Aim ▸ Pull out every line of the data below that contains the string "street", treating uppercase and lowercase as different.

Extracted data ▸
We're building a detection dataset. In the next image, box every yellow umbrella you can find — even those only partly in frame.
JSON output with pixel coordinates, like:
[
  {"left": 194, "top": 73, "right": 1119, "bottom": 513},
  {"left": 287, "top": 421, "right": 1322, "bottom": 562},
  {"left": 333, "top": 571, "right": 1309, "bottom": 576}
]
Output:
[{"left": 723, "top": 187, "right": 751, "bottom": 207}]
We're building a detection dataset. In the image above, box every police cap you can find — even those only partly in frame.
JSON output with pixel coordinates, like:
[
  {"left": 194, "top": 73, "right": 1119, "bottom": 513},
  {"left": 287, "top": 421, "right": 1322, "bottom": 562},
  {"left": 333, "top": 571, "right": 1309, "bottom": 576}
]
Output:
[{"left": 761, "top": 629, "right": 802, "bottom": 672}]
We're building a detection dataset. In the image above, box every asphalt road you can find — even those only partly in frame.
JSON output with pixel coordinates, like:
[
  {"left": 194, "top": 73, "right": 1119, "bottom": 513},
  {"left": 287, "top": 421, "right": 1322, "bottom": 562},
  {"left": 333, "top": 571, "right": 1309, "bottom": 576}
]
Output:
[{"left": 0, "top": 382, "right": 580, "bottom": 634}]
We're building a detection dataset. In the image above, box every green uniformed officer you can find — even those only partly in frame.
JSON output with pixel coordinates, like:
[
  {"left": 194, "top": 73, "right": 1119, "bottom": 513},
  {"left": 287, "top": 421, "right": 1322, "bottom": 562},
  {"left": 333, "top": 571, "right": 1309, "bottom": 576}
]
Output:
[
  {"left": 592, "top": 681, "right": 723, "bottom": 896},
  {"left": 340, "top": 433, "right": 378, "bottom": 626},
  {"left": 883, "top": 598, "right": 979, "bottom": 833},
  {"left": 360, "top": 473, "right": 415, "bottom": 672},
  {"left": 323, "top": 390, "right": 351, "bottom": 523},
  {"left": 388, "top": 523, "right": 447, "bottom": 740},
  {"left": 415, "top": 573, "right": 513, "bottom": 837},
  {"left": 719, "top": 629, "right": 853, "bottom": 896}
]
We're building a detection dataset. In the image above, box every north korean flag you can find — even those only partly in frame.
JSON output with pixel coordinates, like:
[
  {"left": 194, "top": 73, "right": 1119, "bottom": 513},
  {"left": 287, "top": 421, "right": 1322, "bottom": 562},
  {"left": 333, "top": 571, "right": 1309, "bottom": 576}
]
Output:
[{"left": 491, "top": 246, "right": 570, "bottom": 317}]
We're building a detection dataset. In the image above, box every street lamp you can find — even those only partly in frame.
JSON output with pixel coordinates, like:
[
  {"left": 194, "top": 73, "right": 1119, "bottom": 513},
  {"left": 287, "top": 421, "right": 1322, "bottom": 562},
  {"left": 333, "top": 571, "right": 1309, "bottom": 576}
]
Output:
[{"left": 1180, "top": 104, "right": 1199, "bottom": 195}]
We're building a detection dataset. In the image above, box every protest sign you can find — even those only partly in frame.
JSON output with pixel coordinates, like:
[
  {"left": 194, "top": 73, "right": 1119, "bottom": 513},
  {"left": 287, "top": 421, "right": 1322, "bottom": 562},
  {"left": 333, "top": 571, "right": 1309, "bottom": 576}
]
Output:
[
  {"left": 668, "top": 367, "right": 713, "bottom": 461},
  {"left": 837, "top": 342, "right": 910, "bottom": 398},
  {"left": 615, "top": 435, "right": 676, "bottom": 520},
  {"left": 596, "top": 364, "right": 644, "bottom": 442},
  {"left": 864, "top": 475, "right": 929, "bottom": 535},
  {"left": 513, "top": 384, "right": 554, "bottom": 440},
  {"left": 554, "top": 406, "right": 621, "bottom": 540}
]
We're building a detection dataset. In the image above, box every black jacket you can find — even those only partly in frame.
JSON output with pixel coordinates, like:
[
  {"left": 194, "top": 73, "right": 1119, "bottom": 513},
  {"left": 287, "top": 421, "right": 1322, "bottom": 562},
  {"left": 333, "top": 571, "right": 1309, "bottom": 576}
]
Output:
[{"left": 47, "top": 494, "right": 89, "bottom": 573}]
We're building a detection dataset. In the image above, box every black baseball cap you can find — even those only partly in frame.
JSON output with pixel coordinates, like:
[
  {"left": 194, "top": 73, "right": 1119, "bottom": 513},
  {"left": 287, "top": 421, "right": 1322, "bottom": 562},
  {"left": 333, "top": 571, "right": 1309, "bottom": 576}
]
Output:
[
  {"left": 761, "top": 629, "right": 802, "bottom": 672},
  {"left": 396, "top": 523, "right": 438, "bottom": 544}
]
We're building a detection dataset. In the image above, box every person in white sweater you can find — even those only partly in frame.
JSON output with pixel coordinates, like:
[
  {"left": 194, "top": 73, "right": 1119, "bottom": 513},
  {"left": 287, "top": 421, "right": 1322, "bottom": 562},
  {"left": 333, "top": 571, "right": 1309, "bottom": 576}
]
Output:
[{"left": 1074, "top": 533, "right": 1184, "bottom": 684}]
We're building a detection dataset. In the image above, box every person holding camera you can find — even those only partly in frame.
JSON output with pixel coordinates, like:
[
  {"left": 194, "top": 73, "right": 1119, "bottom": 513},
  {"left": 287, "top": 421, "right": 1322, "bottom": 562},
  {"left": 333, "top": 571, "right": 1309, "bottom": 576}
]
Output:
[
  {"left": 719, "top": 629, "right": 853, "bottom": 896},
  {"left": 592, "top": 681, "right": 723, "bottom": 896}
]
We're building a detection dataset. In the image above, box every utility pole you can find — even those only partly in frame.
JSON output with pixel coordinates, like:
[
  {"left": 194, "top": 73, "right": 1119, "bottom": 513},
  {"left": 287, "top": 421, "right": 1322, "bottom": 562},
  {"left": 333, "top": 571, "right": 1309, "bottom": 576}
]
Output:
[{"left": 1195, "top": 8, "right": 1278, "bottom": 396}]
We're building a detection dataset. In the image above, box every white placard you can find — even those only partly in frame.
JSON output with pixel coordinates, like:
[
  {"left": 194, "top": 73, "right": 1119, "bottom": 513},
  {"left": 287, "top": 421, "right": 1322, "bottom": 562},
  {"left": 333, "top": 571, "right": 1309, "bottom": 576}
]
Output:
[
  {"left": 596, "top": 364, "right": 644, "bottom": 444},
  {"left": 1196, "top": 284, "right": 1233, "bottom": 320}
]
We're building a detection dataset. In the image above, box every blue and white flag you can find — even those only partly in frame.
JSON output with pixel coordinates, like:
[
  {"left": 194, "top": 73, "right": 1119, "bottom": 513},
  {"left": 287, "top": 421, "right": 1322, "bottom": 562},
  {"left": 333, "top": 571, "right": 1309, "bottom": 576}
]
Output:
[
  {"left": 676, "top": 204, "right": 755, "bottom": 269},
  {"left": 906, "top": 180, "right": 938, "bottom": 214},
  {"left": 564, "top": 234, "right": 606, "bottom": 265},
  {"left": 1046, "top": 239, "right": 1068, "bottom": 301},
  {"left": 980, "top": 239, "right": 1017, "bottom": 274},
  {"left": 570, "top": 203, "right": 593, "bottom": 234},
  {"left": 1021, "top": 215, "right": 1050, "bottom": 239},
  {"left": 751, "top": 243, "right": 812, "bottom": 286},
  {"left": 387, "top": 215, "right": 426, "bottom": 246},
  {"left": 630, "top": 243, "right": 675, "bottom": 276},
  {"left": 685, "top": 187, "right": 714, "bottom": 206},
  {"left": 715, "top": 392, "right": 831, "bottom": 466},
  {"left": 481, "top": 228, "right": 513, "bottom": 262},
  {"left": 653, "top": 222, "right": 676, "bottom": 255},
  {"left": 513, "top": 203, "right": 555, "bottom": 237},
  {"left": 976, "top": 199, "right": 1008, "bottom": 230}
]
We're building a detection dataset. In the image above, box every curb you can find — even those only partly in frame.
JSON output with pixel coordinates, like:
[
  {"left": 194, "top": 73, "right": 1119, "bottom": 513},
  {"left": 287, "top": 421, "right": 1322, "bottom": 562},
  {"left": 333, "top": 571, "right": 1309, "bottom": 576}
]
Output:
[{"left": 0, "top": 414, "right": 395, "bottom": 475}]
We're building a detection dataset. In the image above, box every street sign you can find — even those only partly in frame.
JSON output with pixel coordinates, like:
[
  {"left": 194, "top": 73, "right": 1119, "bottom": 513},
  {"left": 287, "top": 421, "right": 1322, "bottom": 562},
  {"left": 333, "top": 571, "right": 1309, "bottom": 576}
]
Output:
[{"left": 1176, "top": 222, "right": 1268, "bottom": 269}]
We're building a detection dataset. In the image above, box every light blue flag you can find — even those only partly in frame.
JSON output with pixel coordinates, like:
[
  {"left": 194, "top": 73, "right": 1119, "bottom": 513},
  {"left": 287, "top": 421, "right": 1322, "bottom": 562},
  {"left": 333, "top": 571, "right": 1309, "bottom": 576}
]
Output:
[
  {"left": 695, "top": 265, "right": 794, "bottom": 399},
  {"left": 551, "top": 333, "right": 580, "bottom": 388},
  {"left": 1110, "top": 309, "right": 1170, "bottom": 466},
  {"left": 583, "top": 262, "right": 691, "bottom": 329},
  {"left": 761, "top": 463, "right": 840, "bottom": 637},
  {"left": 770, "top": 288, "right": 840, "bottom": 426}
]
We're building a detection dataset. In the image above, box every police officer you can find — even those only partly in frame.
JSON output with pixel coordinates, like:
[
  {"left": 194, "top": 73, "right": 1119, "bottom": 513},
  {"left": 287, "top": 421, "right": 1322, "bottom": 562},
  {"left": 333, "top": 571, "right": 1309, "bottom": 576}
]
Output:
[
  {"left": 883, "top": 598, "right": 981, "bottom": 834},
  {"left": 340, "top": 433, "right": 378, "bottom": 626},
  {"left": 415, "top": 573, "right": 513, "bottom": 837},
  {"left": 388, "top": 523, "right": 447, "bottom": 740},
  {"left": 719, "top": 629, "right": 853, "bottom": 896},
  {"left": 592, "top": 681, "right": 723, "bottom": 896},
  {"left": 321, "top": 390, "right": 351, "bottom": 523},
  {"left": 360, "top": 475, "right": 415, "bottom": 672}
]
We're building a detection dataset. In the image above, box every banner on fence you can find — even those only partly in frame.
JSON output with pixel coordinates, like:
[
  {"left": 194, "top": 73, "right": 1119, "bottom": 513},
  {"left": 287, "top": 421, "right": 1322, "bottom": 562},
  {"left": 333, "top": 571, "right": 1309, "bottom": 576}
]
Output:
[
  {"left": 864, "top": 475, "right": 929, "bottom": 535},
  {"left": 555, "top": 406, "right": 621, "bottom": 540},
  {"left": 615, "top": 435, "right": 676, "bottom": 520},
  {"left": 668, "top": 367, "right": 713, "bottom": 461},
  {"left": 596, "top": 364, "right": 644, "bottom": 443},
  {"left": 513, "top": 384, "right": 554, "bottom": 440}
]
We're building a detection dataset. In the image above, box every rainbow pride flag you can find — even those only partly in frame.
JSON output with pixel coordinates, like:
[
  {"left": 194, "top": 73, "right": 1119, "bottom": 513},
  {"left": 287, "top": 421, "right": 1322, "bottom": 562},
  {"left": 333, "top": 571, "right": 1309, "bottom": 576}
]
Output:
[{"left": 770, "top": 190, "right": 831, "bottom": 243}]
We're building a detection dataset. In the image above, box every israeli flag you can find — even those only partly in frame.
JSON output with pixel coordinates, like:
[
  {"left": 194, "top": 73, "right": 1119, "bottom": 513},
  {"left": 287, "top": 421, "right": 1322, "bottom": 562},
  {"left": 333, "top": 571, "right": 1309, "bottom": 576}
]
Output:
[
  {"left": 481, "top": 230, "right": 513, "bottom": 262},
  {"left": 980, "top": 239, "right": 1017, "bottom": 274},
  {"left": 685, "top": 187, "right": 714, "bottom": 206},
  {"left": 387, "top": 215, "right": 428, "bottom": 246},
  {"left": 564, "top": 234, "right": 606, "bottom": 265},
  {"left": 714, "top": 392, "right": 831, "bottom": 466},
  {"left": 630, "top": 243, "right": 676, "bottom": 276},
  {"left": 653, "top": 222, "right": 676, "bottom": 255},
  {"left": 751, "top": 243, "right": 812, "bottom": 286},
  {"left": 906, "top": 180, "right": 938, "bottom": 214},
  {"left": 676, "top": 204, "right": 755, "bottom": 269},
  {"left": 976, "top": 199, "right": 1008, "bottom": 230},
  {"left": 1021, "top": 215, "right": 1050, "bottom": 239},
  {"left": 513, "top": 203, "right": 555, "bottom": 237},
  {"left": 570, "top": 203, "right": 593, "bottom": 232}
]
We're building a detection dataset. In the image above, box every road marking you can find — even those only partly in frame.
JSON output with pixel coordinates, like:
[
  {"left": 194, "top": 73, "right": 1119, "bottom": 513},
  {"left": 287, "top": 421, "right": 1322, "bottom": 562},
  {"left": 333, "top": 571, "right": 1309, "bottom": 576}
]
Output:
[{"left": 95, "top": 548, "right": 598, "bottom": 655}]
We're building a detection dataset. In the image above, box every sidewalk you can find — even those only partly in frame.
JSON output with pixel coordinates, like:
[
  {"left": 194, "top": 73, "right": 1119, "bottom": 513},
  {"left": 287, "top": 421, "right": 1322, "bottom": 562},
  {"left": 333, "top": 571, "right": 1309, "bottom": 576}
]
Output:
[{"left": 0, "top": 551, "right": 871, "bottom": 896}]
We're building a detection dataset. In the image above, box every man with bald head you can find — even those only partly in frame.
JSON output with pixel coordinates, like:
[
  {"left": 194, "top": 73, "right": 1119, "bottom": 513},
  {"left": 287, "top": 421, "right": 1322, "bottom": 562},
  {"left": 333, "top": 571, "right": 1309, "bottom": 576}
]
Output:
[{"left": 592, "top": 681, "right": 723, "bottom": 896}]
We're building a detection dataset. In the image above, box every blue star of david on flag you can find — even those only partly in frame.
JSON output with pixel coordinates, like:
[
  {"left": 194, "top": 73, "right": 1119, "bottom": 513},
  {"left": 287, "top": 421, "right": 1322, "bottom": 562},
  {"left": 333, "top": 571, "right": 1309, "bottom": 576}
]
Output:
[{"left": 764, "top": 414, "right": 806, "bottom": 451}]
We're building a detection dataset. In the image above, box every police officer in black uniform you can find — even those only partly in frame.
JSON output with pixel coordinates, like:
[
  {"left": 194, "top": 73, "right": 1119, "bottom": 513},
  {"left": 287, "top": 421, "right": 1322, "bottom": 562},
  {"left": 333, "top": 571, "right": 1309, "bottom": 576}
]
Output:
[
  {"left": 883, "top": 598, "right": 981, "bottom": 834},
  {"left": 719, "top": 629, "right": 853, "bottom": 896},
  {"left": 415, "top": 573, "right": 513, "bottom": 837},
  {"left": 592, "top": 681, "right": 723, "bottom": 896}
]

Finished answer ▸
We're building a detection dataset. In the image above, box every street lamp you can find — even those only partly in frame.
We're building a detection dataset. In the image above, box every street sign you can find — even those only partly in frame.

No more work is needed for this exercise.